──────── TRECHO PARA LEITURA

Thursday, August 09, 2007

Livraço: "Divided Jerusalem", de Bernard Wasserstein



Estava procurando um livro sobre o conflito no Oriente Médio que fosse minimamente equilibrado, e esse pareceu ser ele: é elogiado como tal pelo Independent e pela Economist, de maneira que achei que valia a pena. E valeu. É realmente excelente.

O livro é uma história da cidade de Jerusalém do ponto de vista diplomático. Isto é, não é uma discussão religiosa sobre quem tem direito a que pedaço da cidade ou da Palestina. Não vou resumir, só recomendar que alguma editora tenha a decência de traduzir. Vejam só algumas das coisas que eu não sabia:

1 - Talvez a coisa mais interessante do livro: o quanto cada uma das três religiões monoteístas variou em seu julgamento sobre a santidade de Jerusalém. Em geral, essas flutuações acompanharam as idas e vindas da política internacional. Nas três religiões - judaísmo, cristianismo e islã - sempre teve alguém dizendo que Jerusalém tinha que ser propriedade do seu próprio grupo. Mas hoje, por exemplo (meu, não do livro), quando a perspectiva de uma reconquista cristã é remota, não se vê gente nos jornais ocidentais exaltando a santidade da cidade e exigindo sua conquista.

────────────────
──────── ITENS

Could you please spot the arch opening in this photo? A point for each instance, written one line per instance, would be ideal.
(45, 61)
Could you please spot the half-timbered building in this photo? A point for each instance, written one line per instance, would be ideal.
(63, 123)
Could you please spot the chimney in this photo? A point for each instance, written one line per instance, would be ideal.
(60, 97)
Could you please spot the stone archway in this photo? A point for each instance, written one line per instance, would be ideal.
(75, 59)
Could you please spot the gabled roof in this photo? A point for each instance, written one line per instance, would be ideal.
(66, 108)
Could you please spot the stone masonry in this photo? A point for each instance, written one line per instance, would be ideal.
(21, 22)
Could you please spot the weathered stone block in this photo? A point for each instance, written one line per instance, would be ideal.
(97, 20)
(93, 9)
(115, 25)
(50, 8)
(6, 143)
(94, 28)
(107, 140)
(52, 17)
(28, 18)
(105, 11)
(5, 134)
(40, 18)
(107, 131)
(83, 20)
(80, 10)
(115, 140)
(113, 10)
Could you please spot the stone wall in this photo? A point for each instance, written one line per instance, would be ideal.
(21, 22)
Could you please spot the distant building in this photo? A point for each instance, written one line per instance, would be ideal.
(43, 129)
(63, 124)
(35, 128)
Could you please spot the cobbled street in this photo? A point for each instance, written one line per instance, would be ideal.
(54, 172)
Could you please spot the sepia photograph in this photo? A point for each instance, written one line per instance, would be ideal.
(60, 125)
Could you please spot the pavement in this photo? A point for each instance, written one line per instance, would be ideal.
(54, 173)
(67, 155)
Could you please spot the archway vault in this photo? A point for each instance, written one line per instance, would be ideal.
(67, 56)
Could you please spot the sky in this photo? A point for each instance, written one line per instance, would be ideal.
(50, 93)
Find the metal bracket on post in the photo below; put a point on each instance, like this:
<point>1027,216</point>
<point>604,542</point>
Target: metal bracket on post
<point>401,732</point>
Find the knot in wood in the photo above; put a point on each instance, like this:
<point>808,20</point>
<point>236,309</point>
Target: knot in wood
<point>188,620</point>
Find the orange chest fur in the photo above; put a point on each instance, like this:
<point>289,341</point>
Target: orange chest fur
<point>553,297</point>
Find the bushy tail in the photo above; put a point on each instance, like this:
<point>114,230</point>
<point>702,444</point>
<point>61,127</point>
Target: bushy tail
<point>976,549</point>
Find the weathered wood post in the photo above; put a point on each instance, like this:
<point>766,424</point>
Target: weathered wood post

────────────────

# TAREFAS E EXERCÍCIOS
a) Por favor, altere na resenha tudo desde "1 - Talvez a" até "exigindo sua conquista.", trocando "santidade" por "sacralidade".
b) Resuma a resenha em duas frases.
O material vem de outra fonte.

# RESPOSTAS DAS TAREFAS
a)
1 - Talvez a coisa mais interessante do livro: o quanto cada uma das três religiões monoteístas variou em seu julgamento sobre a sacralidade de Jerusalém. Em geral, essas flutuações acompanharam as idas e vindas da política internacional. Nas três religiões - judaísmo, cristianismo e islã - sempre teve alguém dizendo que Jerusalém tinha que ser propriedade do seu próprio grupo. Mas hoje, por exemplo (meu, não do livro), quando a perspectiva de uma reconquista cristã é remota, não se vê gente nos jornais ocidentais exaltando a sacralidade da cidade e exigindo sua conquista.

b) A resenha recomenda "Divided Jerusalem", de Bernard Wasserstein, encontrado na busca por um livro minimamente equilibrado sobre o conflito no Oriente Médio, elogiado pelo Independent e pela Economist e considerado excelente. O livro é uma história de Jerusalém do ponto de vista diplomático e mostra, entre outras coisas, o quanto o judaísmo, o cristianismo e o islã variaram em seu julgamento sobre a santidade da cidade, em flutuações que em geral acompanharam a política internacional.